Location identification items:
++++++++++++++++++++
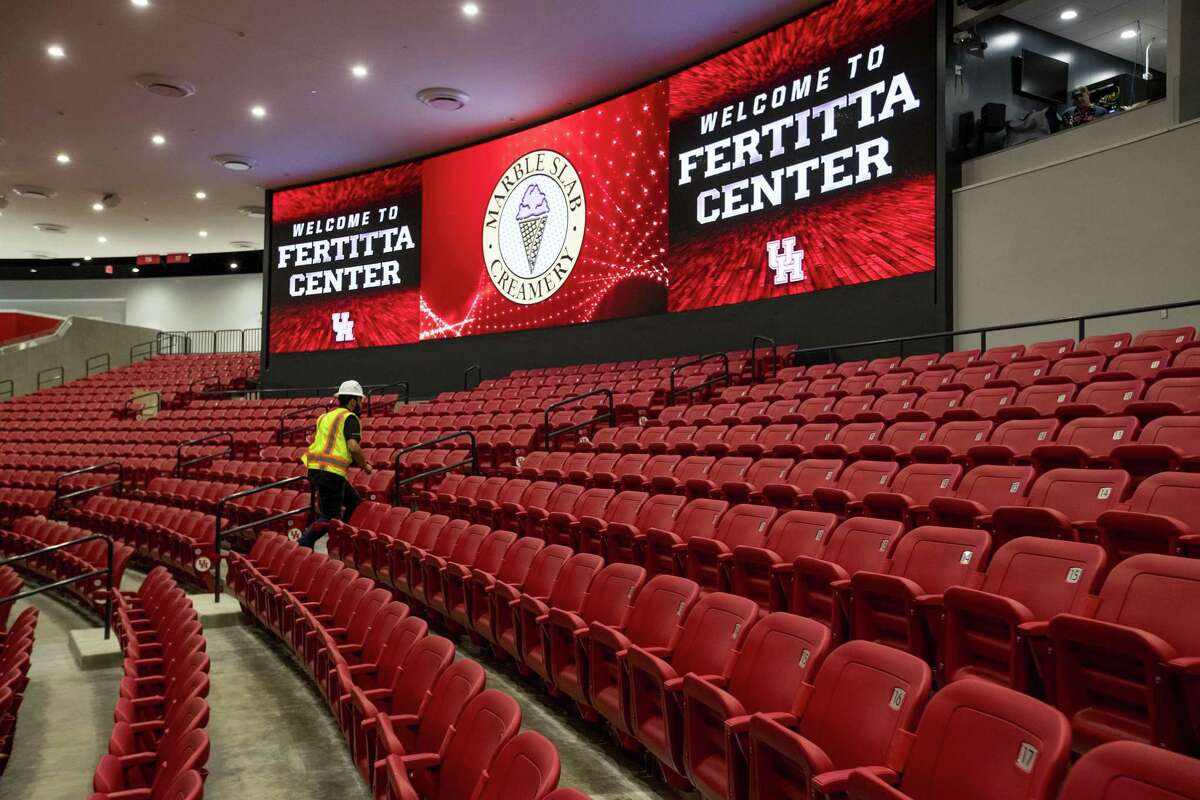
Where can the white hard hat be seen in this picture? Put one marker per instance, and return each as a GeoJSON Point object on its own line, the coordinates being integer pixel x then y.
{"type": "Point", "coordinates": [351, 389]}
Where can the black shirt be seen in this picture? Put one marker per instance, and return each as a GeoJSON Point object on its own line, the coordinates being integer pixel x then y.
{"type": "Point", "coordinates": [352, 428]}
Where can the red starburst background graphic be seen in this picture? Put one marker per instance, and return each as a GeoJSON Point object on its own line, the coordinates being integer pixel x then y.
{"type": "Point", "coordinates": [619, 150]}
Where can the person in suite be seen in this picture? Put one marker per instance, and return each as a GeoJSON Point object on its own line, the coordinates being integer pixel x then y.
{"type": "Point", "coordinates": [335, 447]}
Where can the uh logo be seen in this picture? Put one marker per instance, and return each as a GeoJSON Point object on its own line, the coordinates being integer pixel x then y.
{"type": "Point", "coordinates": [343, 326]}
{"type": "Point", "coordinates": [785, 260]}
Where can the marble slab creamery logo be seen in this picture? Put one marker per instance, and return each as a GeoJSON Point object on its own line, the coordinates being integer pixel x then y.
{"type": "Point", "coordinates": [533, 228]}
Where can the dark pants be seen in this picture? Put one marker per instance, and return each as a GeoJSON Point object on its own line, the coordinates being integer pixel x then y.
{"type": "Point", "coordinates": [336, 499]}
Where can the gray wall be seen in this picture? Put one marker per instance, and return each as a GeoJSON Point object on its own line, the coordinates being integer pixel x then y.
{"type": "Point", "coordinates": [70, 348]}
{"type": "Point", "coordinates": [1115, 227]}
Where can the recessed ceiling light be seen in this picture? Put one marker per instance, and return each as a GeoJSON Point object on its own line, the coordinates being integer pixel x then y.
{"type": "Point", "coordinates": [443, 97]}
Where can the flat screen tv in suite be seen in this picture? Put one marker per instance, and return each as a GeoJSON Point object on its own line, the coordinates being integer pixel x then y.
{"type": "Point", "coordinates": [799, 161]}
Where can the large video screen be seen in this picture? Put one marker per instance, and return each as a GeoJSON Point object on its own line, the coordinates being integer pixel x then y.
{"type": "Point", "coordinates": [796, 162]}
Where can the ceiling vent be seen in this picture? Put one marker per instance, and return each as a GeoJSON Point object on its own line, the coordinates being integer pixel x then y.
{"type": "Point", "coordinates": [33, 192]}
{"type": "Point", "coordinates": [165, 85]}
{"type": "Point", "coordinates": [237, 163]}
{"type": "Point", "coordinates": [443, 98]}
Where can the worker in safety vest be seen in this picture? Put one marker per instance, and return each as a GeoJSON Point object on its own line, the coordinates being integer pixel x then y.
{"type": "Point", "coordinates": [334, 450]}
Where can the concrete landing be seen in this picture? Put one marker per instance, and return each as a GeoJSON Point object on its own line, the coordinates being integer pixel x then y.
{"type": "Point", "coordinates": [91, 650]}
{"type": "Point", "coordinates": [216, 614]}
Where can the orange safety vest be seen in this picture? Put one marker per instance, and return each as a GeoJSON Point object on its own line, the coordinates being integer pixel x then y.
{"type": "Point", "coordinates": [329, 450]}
++++++++++++++++++++
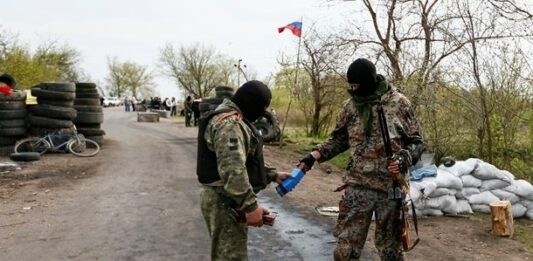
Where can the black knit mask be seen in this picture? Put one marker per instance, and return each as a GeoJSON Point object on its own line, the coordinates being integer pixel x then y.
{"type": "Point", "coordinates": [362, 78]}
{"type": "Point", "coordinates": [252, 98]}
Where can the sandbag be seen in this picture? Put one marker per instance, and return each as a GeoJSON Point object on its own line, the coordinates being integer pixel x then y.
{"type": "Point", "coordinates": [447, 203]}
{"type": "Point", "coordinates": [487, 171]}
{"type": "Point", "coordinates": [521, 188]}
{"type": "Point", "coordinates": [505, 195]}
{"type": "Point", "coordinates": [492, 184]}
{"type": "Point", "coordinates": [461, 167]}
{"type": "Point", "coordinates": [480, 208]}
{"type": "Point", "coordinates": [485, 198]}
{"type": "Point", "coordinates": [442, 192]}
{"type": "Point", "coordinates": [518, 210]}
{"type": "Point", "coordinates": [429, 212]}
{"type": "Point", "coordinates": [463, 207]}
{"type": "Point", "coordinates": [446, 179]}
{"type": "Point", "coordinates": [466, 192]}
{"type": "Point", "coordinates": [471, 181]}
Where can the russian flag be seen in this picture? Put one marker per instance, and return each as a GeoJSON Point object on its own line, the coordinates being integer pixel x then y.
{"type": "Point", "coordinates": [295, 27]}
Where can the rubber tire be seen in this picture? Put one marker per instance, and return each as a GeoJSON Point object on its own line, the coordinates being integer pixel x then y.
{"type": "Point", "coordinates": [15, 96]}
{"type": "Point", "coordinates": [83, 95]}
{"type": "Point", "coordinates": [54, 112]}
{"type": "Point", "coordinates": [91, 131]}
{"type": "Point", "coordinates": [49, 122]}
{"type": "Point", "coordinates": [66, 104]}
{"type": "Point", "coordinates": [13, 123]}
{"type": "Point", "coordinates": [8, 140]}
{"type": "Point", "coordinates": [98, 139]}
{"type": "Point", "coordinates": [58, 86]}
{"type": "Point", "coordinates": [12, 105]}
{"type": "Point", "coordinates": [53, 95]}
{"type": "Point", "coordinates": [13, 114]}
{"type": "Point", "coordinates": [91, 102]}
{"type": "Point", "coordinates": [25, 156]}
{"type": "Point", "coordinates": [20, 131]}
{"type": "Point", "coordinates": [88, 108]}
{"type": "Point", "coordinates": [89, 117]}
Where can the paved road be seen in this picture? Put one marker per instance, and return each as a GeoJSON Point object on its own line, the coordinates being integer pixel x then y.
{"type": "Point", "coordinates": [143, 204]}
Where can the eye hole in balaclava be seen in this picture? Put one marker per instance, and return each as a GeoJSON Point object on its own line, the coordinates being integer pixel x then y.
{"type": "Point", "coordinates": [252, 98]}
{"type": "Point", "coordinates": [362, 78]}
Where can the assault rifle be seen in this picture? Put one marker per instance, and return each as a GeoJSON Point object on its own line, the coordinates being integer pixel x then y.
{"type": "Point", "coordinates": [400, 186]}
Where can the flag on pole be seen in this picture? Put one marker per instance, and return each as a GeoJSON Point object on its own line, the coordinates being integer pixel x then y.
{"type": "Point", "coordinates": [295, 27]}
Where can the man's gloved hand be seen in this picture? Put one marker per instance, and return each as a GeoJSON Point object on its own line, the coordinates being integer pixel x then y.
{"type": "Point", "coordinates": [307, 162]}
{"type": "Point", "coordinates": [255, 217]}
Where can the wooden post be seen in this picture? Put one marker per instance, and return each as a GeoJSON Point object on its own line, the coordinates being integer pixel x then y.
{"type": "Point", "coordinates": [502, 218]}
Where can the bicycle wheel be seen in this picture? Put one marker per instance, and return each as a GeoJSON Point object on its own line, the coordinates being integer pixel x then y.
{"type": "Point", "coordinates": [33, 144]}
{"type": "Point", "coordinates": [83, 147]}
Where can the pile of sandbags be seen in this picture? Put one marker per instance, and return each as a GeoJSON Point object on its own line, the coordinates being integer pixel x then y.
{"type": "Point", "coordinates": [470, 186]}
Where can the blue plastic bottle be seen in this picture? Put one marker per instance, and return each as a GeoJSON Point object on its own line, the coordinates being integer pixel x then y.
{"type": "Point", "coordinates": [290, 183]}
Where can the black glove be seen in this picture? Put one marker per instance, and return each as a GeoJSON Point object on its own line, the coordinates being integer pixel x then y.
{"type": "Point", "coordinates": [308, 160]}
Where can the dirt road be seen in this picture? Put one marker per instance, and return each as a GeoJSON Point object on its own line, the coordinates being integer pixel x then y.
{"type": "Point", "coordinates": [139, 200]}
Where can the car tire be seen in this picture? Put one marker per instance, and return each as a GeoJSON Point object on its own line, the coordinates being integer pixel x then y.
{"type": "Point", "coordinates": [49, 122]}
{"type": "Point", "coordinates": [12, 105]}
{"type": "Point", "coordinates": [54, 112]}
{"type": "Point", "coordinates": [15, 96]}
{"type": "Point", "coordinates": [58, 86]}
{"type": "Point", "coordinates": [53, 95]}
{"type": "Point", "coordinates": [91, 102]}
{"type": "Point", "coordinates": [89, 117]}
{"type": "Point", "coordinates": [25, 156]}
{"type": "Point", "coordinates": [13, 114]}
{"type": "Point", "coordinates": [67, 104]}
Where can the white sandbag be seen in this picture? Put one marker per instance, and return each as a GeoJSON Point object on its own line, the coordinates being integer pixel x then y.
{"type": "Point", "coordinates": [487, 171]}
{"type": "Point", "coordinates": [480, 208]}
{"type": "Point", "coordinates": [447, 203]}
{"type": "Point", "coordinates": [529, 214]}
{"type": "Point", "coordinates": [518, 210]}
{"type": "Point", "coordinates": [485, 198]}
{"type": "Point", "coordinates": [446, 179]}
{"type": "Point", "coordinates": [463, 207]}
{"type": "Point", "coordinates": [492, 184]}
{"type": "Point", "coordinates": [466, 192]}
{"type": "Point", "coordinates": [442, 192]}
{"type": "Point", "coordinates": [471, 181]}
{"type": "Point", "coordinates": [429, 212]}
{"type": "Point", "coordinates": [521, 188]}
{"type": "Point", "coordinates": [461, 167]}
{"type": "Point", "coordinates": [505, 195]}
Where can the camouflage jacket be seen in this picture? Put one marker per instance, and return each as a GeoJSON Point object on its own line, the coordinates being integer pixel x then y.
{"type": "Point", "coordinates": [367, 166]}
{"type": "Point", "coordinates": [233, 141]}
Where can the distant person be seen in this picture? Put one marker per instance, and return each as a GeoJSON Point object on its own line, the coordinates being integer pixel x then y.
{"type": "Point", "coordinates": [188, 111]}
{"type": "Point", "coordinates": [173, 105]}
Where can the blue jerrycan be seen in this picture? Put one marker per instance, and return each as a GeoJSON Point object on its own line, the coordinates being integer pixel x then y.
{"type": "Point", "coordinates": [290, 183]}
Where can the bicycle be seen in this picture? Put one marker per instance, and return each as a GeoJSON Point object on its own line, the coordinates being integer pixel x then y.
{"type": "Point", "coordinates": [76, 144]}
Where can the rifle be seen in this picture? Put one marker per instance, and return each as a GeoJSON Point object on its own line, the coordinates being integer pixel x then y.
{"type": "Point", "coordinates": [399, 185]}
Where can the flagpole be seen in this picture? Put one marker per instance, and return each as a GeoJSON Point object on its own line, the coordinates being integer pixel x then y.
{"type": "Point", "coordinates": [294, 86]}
++++++++++++++++++++
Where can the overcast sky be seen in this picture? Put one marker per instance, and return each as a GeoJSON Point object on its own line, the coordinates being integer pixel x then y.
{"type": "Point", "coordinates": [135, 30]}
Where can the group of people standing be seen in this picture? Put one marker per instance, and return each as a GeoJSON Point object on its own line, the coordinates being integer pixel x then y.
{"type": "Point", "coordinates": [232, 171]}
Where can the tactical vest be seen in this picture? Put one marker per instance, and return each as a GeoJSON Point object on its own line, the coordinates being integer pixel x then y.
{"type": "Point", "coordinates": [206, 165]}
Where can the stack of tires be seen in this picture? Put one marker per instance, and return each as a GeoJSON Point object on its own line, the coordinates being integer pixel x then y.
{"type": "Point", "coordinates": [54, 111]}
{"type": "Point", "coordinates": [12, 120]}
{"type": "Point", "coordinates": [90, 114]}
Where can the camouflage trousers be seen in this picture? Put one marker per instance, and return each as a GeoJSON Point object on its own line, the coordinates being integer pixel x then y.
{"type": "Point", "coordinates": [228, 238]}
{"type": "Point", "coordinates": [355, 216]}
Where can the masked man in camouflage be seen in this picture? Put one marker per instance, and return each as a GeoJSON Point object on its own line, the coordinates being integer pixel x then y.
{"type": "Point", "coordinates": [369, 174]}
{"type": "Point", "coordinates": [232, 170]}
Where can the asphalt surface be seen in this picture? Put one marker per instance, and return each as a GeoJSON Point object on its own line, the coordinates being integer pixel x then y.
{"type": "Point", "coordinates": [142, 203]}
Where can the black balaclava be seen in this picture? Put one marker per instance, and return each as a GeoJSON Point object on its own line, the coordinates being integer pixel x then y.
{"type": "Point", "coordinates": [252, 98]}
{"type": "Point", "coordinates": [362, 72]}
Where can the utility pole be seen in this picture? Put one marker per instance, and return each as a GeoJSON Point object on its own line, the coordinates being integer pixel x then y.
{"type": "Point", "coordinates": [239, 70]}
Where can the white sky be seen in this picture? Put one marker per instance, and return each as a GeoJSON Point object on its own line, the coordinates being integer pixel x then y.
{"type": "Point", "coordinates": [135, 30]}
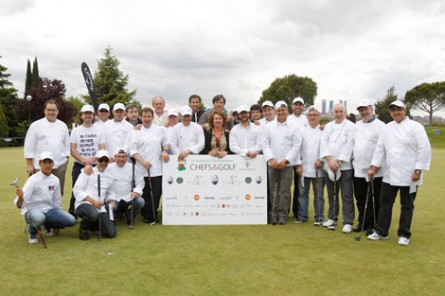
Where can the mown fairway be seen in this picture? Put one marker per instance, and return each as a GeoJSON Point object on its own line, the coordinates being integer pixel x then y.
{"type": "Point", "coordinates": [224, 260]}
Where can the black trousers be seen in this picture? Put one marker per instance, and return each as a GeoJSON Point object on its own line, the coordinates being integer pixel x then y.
++++++++++++++++++++
Gather every line above that contains the string "ceiling", and copy each one in full. Treat the match as case-sensitive.

▸ **Complete output**
Where can the recessed ceiling light be seen in this picture? Put one marker per instance, and return each as a GeoJSON Point object on its own line, the coordinates being integer pixel x then y.
Where can the ceiling vent be seen in this picture? Put one marker per instance, and return each as a GeoJSON Point object on its own line, the coordinates being integer pixel x then y.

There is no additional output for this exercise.